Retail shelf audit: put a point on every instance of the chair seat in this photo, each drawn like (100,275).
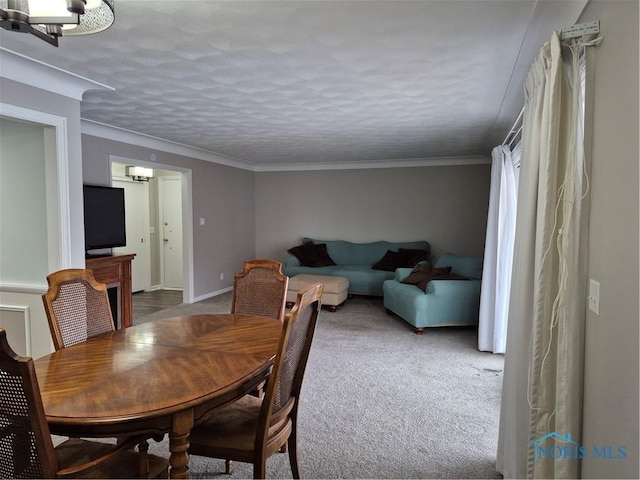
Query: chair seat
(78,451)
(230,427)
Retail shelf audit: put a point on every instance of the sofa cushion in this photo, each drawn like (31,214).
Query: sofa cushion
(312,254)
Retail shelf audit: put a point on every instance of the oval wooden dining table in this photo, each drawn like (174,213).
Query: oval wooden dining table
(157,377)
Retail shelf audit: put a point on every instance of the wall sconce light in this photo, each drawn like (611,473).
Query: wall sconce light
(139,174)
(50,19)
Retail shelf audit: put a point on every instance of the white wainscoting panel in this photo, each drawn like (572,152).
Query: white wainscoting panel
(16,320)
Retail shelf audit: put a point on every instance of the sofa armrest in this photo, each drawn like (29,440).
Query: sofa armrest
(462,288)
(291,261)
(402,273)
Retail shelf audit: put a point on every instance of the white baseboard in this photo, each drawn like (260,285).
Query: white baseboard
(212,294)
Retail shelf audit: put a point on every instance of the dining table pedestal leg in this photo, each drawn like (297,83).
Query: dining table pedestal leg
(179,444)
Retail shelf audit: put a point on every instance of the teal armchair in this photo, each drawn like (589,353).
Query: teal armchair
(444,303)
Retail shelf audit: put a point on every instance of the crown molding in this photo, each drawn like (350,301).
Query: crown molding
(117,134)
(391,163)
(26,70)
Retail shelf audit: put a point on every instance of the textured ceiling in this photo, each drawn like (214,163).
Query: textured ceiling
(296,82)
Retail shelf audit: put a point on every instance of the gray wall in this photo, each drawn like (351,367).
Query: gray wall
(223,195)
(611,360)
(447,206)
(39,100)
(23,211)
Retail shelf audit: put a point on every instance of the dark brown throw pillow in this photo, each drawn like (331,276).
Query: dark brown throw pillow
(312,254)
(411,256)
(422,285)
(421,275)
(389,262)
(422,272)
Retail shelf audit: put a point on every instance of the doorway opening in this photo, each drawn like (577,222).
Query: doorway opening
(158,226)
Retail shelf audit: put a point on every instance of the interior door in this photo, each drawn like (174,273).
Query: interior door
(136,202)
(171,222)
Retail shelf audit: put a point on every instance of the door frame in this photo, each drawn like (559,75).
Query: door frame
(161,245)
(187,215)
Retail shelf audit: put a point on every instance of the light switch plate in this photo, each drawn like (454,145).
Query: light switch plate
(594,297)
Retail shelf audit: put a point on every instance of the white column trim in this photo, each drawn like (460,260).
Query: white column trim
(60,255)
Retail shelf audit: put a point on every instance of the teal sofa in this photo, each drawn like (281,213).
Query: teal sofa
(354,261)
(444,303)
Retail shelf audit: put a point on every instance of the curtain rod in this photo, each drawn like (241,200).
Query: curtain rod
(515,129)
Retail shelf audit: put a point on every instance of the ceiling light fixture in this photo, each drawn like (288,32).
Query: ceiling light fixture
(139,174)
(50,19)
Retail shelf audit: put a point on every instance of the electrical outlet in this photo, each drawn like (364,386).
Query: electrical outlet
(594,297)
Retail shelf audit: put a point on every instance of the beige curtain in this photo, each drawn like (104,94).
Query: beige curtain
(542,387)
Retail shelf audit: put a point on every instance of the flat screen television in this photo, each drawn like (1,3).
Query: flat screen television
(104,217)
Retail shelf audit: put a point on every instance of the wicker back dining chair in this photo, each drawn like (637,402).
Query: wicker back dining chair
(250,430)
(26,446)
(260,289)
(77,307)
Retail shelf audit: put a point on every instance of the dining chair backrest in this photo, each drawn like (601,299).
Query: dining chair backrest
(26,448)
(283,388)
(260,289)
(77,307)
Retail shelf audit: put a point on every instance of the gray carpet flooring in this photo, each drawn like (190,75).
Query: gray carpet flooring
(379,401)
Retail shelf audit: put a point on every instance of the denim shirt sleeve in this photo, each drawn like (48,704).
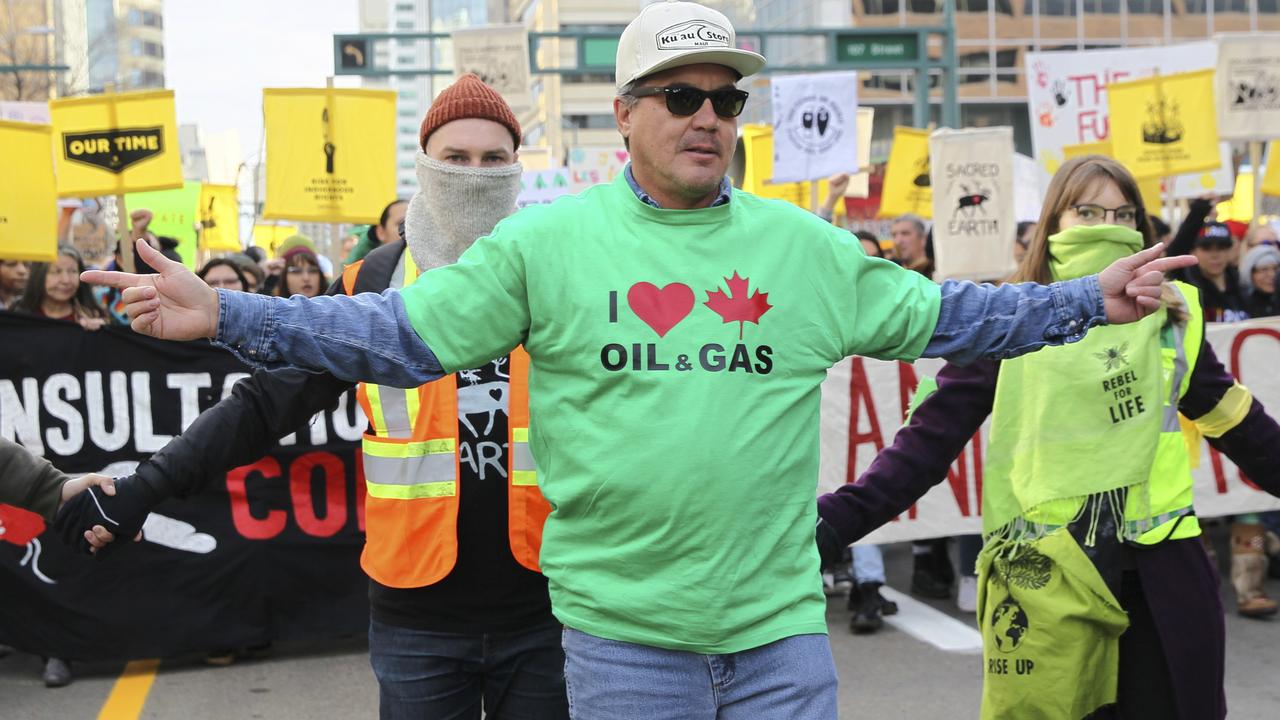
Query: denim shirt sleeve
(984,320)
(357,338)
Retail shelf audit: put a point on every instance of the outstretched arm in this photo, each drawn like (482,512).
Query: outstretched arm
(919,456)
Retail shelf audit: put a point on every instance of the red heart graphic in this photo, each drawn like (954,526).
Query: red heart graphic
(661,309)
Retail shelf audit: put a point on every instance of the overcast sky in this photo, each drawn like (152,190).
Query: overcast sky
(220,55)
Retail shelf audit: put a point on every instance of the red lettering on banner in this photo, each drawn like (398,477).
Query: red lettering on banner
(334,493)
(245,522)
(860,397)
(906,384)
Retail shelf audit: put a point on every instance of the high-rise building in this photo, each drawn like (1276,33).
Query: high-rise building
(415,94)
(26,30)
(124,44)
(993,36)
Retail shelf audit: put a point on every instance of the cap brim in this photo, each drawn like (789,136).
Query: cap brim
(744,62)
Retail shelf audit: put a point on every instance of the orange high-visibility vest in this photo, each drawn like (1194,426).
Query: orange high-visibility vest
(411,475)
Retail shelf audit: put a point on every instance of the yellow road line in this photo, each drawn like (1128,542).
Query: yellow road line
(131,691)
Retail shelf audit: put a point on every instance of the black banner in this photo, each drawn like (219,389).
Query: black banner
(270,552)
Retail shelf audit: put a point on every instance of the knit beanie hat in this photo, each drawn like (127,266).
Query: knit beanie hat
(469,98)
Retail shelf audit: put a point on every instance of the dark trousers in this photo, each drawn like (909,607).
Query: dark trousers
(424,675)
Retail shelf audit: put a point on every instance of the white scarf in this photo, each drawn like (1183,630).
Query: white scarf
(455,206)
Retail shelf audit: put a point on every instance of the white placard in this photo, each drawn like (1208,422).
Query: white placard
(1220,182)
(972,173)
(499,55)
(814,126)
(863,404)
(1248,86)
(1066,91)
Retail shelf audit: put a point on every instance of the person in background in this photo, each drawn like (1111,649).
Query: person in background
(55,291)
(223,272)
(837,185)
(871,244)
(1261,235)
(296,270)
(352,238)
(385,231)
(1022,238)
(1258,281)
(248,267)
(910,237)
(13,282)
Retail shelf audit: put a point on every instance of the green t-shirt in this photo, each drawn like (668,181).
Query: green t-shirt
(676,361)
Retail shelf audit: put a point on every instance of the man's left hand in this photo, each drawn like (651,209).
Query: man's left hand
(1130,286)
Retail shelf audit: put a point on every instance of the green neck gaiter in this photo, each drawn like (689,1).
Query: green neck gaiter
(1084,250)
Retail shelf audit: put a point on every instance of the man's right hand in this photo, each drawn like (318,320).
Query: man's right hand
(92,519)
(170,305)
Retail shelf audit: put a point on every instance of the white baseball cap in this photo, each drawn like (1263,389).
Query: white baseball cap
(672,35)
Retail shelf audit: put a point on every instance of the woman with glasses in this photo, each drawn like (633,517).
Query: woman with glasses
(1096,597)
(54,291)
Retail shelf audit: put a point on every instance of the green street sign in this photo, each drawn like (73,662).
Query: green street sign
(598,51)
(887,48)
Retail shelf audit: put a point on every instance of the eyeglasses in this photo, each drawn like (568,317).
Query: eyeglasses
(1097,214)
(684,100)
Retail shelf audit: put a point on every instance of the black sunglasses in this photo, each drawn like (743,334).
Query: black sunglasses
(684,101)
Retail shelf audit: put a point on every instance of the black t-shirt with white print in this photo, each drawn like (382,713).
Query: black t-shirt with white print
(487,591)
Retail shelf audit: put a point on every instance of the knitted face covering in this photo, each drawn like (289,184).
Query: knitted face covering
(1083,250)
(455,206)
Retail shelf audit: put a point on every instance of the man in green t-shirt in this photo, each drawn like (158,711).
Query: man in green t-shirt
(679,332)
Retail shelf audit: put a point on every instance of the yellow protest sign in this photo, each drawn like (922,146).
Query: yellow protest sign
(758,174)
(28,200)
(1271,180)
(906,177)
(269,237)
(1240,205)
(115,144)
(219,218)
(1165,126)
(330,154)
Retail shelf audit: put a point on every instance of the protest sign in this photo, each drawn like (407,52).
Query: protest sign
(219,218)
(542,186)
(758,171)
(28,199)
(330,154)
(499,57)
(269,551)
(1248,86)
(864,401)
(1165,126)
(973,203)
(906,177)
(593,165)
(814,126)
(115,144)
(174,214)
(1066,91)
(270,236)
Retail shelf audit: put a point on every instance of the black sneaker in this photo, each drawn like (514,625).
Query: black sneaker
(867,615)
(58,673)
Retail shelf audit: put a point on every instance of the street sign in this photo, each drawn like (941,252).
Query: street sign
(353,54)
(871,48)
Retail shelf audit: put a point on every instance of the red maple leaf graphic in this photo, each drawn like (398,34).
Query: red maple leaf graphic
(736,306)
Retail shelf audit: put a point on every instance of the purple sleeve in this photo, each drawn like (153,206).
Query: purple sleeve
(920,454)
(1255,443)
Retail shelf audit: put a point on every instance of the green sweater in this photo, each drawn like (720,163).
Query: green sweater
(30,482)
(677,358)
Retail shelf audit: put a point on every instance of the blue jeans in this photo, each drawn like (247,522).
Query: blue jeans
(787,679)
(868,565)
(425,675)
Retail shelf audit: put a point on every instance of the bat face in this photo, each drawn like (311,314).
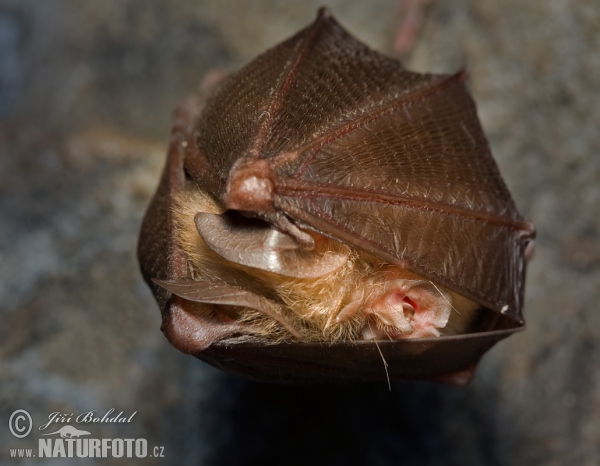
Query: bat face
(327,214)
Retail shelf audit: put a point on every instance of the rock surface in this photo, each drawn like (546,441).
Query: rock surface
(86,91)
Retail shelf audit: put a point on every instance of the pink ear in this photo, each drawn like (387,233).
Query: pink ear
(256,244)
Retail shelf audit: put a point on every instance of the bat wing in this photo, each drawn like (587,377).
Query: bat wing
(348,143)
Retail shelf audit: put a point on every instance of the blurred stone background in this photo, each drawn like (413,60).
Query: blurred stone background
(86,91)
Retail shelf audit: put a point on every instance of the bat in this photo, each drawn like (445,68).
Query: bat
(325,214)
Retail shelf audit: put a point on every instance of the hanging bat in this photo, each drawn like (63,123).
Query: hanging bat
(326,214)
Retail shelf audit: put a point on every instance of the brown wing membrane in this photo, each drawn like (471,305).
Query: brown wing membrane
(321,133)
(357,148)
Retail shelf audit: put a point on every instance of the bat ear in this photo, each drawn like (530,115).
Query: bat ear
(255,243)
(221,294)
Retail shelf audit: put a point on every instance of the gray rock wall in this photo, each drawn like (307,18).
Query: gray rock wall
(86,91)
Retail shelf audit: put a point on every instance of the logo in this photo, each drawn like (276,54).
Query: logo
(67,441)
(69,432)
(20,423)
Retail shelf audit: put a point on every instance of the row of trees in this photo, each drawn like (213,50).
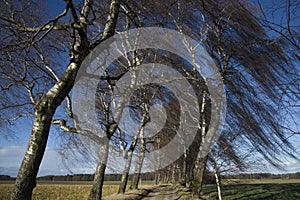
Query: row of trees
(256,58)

● **THE REQUEST**:
Repeat exactly the lines in the entries from the one containing "drawn like (445,68)." to the final line, inclusive, and nothing beyond them; skip pictures.

● **CORRECT RESPONSE**:
Retail shelf audit: put a point on every instance of the bat in this photo, each drawn like (445,68).
Query: bat
(325,214)
Retail shelf audit: put a point on every instance of the hanging bat in this photo, each drawn like (63,123).
Query: hanging bat
(326,214)
Retail shelf audit: put a point on every instance of the brown wing membrane in this photo, each drawn like (471,305).
Query: brown wing membrane
(321,133)
(357,148)
Retail shelf audit: put a point on every instance of the bat ear in this photo, each drawn like (530,115).
Query: bat ear
(255,243)
(221,294)
Retail shelf audit: put a point on every instance of the gray rock wall in this photo, each drawn like (307,18).
Query: gray rock wall
(86,91)
Retail shelf audit: put a point on every instance of the logo in this photo, each drawn like (276,54).
Query: logo
(67,441)
(69,432)
(20,423)
Retail shelf audit: put a point on every instance of the row of trees in this photo, each drawn like (213,50).
Query: row of trees
(256,58)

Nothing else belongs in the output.